## Document segment

┌──

2.3. Determination of the Diffusion Mechanism

The Korsmeyer–Peppas model [29] was employed to elucidate the drug diffusion mechanism (Equation (1)):

$$Q_t=K·t^n$$

(1)

where Q_t is the drug amount released at time t, K represents the transport constant related to structural and geometrical aspects of the delivery system and drug, and n is the release exponent indicating the mechanism of drug release from the polymer [30,31].

2.4. Determination of the Crosslinking Density

Crosslinking density (ν) was determined using the swelling equilibrium method based on Flory–Rehner theory [32]. Cylindrical polymer samples of uniform dimensions were thoroughly dried, and initial dry weights (W_d) were recorded. Samples were then immersed in distilled water at 25 °C until swelling equilibrium was reached (approximately 24 h). Excess surface water was removed, and swollen weights (W_s) were recorded. The equilibrium swelling degree (Q_∞) was calculated as (Equation (2)):

$$Q_{\infty }={\displaystyle \frac{W_s-W_d}{W_d}}$$

(2)

The volumetric fraction of the polymer in the swollen state (V_s) was determined using Equation (3).

$$V_s={\displaystyle \frac{1}{1+Q_{\infty }}}$$

(3)

Crosslinking density (ν) was calculated using the Flory–Rehner (Equation (4)).

$$\nu =-{\displaystyle \frac{\ln \left(1-V_s\right)+V_s+\chi V_s^2}{V_1\left(V_s^{\frac{1}{3}}-\frac{V_s}{2}\right)}}$$

(4)

where V_s is the volumetric fraction of the polymer in the swollen state, χ is the polymer–solvent interaction parameter, and V₁ is the molar volume of the solvent (for water, V₁ = 18 cm³/mol).

└──

## Data excerpt

┌──

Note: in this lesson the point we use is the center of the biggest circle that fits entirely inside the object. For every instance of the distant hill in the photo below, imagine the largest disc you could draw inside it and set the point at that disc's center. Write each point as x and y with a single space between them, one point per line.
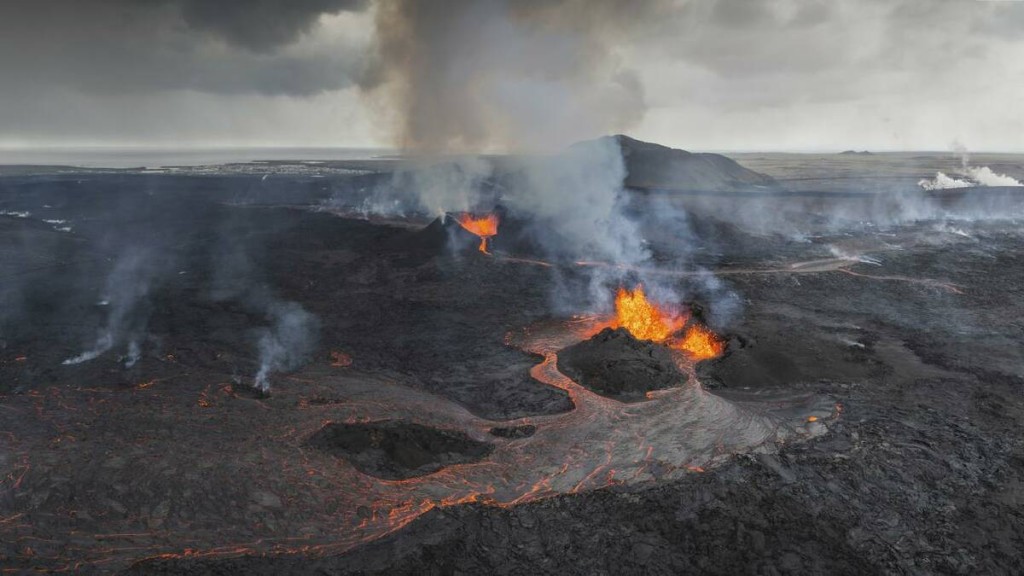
651 166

└──

## Exercise set
(a) Using the methods section on drug release and crosslinking, decide whether each statement agrees with it: (i) samples were kept in distilled water at 25 °C for roughly 24 h to reach swelling equilibrium; (ii) in the Korsmeyer–Peppas model, K is the release exponent; (iii) the molar volume of water is taken as 18 cm³/mol. Answer yes or no for each and quote the words of the text that decide it.
(b) Write the next few sentences of the methods section on drug release and crosslinking, picking up after its final sentence.

## Your written answers
(a)
(i) Yes: "Samples were then immersed in distilled water at 25 °C until swelling equilibrium was reached (approximately 24 h)."
(ii) No: "K represents the transport constant related to structural and geometrical aspects of the delivery system and drug, and n is the release exponent"
(iii) Yes: "for water, V₁ = 18 cm³/mol"

(b)
We used a χ value of 0.48, typical for polyvinyl alcohol (PVA) and water systems [32,33,34]. The values for χ and V₁ were sourced from the literature.

2.5. Determination of the Rate and Efficiency of Diclofenac Release

Release rates were obtained by linear regression of initial eight kinetic measurements, ensuring a Pearson correlation coefficient (R²) greater than 0.92. Release efficiency was calculated as (Equation (5)):

$$\%\mathrm{R}\mathrm{e}\mathrm{l}\mathrm{e}\mathrm{a}\mathrm{s}\mathrm{e} \mathrm{e}\mathrm{f}\mathrm{f}\mathrm{i}\mathrm{c}\mathrm{i}\mathrm{e}\mathrm{n}\mathrm{c}\mathrm{y}={\displaystyle \frac{Q_{\infty }}{Q_T}}\times 100$$

(5)

where $Q_{\infty }$ is the amount of drug released at equilibrium, and $Q_T$ corresponds to the nominal amount of immobilized drug (1 mg/cm²) loaded per membrane.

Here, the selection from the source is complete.